■ **Page extract**
:::
5 Common Pains of Dealing with Vendors

Too often, our new clients have worked with vendors that stall, mislead and ultimately lose communication during project iterations. The Vendor-client relationship can teeter back and forth based on a vendor’s performance and a client’s articulation of their specific needs.


As a client needing the vendor’s service, you rely on their knowledge and prowess to aid you in making an informed decision regarding what solutions will fit you best. Below are the 5 most common pains of dealing with vendors:

1. Vendors can be inexperienced with their own solutions and show a demo that works nothing like your finished product. If the vendor does not know the capabilities of their solutions, then they may overestimate and promise more than they can deliver, leaving your company without the solution that they need to grow. Wouldn’t you feel more secure in knowing that person knew the real-life limitations and best ways to implement their product?

2. Sometimes, as sales people, vendors outright lie to get your business and often go with the turnover of sales staff, they may even go so far as to criticize other departments of their company and say that the help desk does not offer support or that the engineers are the real problem.
:::
Transcribe the passage of the vendor piece between "1. Vendors can" and "implement their product?", inclusive.

■ **Data lines**
:::
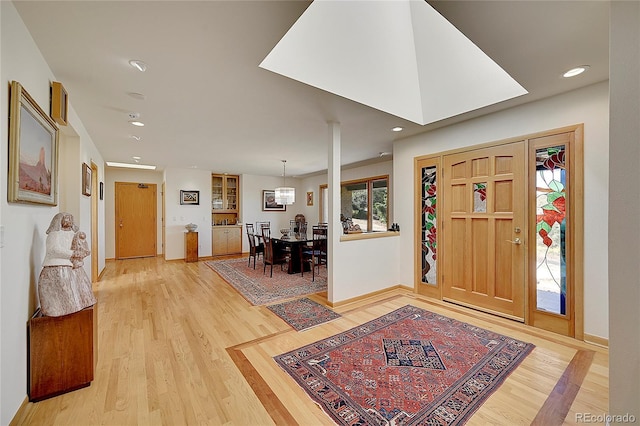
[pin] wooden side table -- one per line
(191, 246)
(61, 355)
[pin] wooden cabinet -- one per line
(225, 197)
(226, 240)
(191, 246)
(61, 353)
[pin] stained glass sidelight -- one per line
(428, 233)
(480, 197)
(551, 223)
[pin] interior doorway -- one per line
(135, 208)
(95, 273)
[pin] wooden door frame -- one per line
(117, 228)
(577, 268)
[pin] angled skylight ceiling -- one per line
(401, 57)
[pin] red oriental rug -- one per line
(303, 313)
(260, 289)
(409, 367)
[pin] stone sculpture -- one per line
(63, 286)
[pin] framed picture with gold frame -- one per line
(86, 179)
(33, 151)
(59, 103)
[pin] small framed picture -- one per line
(86, 179)
(190, 197)
(269, 202)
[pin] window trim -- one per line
(369, 181)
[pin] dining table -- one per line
(295, 243)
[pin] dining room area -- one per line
(297, 249)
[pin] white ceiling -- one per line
(208, 104)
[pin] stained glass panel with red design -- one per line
(428, 233)
(551, 225)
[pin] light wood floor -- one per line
(179, 346)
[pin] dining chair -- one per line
(260, 226)
(271, 256)
(316, 254)
(255, 249)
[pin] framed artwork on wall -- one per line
(33, 151)
(269, 202)
(59, 103)
(190, 197)
(86, 179)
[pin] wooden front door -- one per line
(484, 229)
(135, 219)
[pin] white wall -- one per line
(113, 175)
(624, 209)
(25, 225)
(589, 106)
(179, 215)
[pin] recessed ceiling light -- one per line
(138, 96)
(131, 166)
(576, 71)
(138, 64)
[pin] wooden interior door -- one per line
(484, 220)
(135, 219)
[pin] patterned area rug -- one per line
(259, 288)
(303, 313)
(408, 367)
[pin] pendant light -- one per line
(285, 195)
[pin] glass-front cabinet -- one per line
(225, 193)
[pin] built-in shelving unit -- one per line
(225, 194)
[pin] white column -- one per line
(335, 227)
(624, 209)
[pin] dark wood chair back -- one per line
(272, 256)
(254, 248)
(316, 254)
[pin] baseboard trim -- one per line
(596, 340)
(368, 295)
(19, 417)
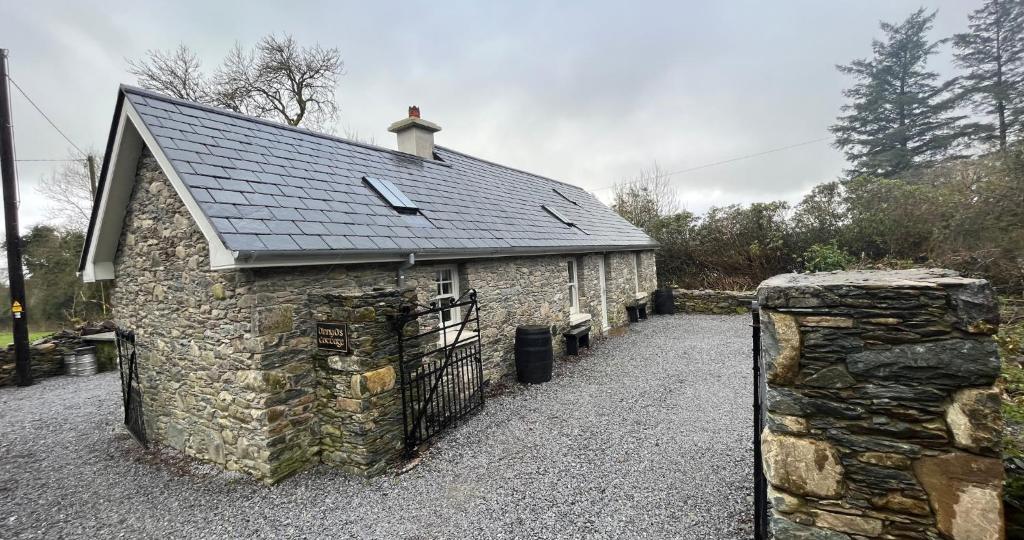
:::
■ **Completed exercise**
1. Vendors can be inexperienced with their own solutions and show a demo that works nothing like your finished product. If the vendor does not know the capabilities of their solutions, then they may overestimate and promise more than they can deliver, leaving your company without the solution that they need to grow. Wouldn’t you feel more secure in knowing that person knew the real-life limitations and best ways to implement their product?